* GIVEN REQUEST
Rename "pointed arch window" to "lancet window" throughout the lines below, keeping everything else unchanged. Leave the pictures out of your answer.

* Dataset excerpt
◇ ◇ ◇ ◇ ◇ ◇ ◇

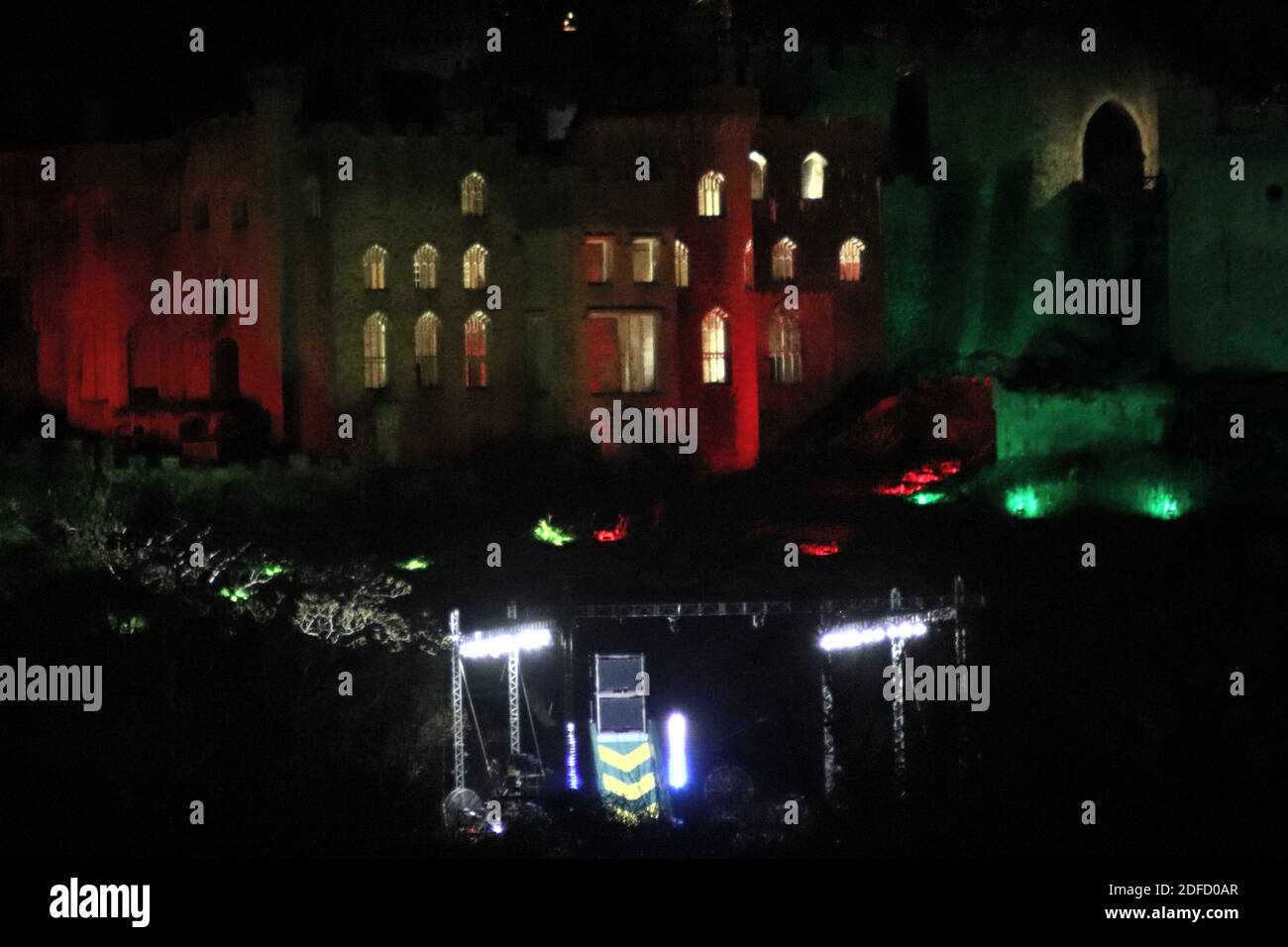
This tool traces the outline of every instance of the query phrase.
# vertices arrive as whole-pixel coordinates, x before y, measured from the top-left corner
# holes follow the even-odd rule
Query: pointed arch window
[[[801,162],[801,197],[806,201],[822,200],[826,169],[827,158],[817,151],[811,151]]]
[[[702,383],[729,381],[729,313],[716,308],[702,317]]]
[[[689,285],[689,245],[683,240],[675,241],[675,285],[681,290]]]
[[[801,381],[800,321],[784,309],[769,318],[769,380],[777,385]]]
[[[841,244],[841,282],[858,282],[863,276],[863,241],[850,237]]]
[[[487,250],[480,244],[465,251],[462,278],[468,290],[480,290],[487,282]]]
[[[487,182],[478,171],[470,171],[461,182],[461,216],[483,216],[487,202]]]
[[[698,180],[698,216],[724,214],[724,175],[707,171]]]
[[[760,201],[765,197],[765,171],[769,170],[769,162],[759,151],[751,152],[747,161],[751,171],[751,200]]]
[[[424,313],[416,320],[416,381],[421,388],[438,388],[438,316]]]
[[[492,321],[482,312],[465,320],[465,387],[487,388],[487,334]]]
[[[389,384],[389,358],[385,348],[388,334],[389,320],[384,313],[371,313],[362,325],[363,385],[368,390],[385,388]]]
[[[438,250],[422,244],[411,258],[412,282],[417,290],[438,289]]]
[[[362,254],[362,280],[368,290],[383,290],[385,287],[385,260],[388,251],[379,244],[367,247]]]
[[[779,282],[796,278],[796,242],[791,237],[774,244],[773,276]]]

◇ ◇ ◇ ◇ ◇ ◇ ◇

* TASK RESULT
This tool traces the outline of every instance of the query phrase.
# vertices arrive as whole-pixel coordinates, x before y, measured from the top-left corner
# holes follow the even-odd rule
Query: lancet window
[[[801,162],[801,197],[806,201],[822,200],[826,169],[827,158],[817,151],[811,151]]]
[[[702,383],[729,381],[729,313],[716,308],[702,317]]]
[[[689,285],[689,245],[683,240],[675,241],[675,285],[681,290]]]
[[[801,381],[800,321],[784,309],[769,318],[769,380],[777,385]]]
[[[841,244],[841,282],[858,282],[863,276],[863,241],[850,237]]]
[[[487,250],[480,244],[465,251],[462,278],[468,290],[480,290],[487,282]]]
[[[487,182],[478,171],[470,171],[461,182],[461,216],[483,216],[487,202]]]
[[[698,180],[698,216],[724,214],[724,175],[707,171]]]
[[[760,201],[765,197],[765,171],[769,170],[769,162],[759,151],[751,152],[747,161],[751,171],[751,200]]]
[[[424,313],[416,320],[416,381],[421,388],[438,388],[438,316]]]
[[[492,321],[482,312],[465,320],[465,387],[487,388],[487,334]]]
[[[389,384],[389,358],[385,348],[388,334],[389,320],[384,313],[371,313],[362,325],[363,385],[368,390],[385,388]]]
[[[438,250],[422,244],[411,258],[412,282],[417,290],[438,289]]]
[[[362,254],[362,280],[368,290],[383,290],[385,287],[385,260],[388,251],[379,244],[367,247]]]
[[[779,282],[796,278],[796,242],[791,237],[774,244],[773,276]]]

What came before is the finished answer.